DOCUMENT
┌──

Note: x' = x'A1? in (18a) because t = tA1? in (16a).)

Einstein does not explain his reasons for the change from a 2-way flash to a 1-way outward-only flash, or how the obvious differences between these scenarios are to be reconciled in his calculations. The change to a 1-way flash does not significantly affect equation (15), as the corresponding equation for a 2-way flash is: τA2 = 2τA1 = 2ξA1/c. However equation (17) is affected by both the change to a 1-way flash and the choice of flash direction: the time for a 1-way return flash is t = x'/(c+v) and the mean of the 2-way outward and return flash times is t = ½(x'/(c-v) + x'/(c+v)) (see eq. (4)). Therefore equation (8), which is based on a combination of 2-way flash times, is not compatible with (17) and equation (18), which Einstein derives by combining (8) with (17), is invalid.

└──

WRITTEN PROBLEM 1
Count the lines of the records that contain the word "stone", treating case as significant. Give only the number.

GIVEN ENTRIES

┌──

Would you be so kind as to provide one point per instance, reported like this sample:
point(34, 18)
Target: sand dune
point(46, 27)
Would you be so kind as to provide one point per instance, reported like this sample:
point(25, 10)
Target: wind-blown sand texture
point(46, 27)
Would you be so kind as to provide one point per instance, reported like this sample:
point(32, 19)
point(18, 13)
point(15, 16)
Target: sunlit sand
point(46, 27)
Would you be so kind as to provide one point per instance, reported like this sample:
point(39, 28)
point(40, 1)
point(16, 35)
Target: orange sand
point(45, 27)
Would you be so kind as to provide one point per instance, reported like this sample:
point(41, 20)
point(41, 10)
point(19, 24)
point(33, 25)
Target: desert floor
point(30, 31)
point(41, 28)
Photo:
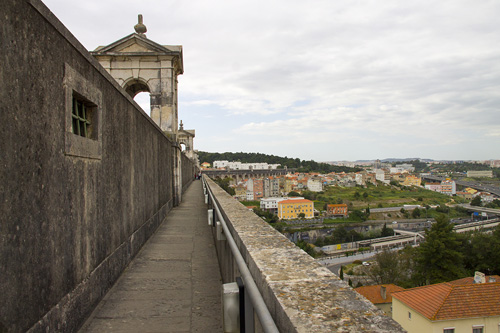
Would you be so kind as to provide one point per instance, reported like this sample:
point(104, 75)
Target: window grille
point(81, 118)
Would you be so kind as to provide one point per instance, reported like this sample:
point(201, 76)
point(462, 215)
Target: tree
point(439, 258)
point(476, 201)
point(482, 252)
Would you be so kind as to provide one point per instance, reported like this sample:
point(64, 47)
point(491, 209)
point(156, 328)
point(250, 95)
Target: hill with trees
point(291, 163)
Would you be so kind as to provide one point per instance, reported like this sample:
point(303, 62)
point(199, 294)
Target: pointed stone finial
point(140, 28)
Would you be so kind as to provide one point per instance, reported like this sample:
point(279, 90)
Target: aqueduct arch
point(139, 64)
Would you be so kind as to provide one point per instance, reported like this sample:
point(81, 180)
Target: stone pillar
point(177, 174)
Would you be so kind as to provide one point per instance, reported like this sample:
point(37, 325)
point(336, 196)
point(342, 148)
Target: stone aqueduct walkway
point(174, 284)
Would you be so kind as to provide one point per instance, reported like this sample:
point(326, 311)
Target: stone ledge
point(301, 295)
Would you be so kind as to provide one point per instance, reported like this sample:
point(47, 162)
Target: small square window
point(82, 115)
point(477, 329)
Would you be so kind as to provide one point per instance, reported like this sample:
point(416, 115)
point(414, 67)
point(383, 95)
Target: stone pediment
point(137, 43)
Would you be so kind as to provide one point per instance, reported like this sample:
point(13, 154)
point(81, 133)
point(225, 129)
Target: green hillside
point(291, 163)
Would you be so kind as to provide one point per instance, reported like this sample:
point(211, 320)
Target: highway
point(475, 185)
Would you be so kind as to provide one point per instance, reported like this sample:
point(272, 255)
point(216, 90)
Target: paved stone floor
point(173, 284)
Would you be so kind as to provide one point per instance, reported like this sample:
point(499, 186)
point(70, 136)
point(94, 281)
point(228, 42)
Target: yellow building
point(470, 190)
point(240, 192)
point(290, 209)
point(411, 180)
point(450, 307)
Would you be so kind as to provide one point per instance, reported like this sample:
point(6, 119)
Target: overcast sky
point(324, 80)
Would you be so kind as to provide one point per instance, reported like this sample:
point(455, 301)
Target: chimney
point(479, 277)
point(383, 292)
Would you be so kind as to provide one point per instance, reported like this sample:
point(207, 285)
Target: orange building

└──
┌──

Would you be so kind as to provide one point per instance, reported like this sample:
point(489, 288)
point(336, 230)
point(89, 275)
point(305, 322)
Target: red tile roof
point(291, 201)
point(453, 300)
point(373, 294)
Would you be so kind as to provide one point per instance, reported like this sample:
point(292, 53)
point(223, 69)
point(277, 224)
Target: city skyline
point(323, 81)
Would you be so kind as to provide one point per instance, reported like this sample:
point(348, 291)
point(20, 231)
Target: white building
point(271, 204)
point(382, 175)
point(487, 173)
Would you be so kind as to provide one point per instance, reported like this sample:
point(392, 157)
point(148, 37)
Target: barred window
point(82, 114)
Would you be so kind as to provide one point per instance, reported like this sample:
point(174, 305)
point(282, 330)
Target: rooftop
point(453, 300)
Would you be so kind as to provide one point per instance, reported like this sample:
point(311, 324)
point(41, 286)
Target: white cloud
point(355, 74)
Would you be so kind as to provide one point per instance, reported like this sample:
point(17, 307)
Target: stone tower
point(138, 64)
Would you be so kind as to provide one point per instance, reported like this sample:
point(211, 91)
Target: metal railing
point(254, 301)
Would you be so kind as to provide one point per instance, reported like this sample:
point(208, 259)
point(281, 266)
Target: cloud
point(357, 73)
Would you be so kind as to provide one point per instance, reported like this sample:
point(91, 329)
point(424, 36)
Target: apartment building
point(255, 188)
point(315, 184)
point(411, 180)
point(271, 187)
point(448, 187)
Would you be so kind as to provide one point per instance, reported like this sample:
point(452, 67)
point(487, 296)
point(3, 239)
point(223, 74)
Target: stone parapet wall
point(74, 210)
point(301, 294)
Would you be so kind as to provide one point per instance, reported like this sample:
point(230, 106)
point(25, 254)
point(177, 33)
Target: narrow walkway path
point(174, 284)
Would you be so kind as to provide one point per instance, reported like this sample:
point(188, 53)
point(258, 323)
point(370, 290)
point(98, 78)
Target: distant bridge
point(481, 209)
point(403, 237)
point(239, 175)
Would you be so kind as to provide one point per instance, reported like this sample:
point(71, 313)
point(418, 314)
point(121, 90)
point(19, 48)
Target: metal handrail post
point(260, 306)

└──

WRITTEN PROBLEM 2
Replace "flash" with "signal" in the passage on Einstein's flash equations and give that stretch of it again. Begin at the words "Note: x' = x'A1?" and stop after "(17), is invalid.".

REPLY 1
8

REPLY 2
Note: x' = x'A1? in (18a) because t = tA1? in (16a).)

Einstein does not explain his reasons for the change from a 2-way signal to a 1-way outward-only signal, or how the obvious differences between these scenarios are to be reconciled in his calculations. The change to a 1-way signal does not significantly affect equation (15), as the corresponding equation for a 2-way signal is: τA2 = 2τA1 = 2ξA1/c. However equation (17) is affected by both the change to a 1-way signal and the choice of signal direction: the time for a 1-way return signal is t = x'/(c+v) and the mean of the 2-way outward and return signal times is t = ½(x'/(c-v) + x'/(c+v)) (see eq. (4)). Therefore equation (8), which is based on a combination of 2-way signal times, is not compatible with (17) and equation (18), which Einstein derives by combining (8) with (17), is invalid.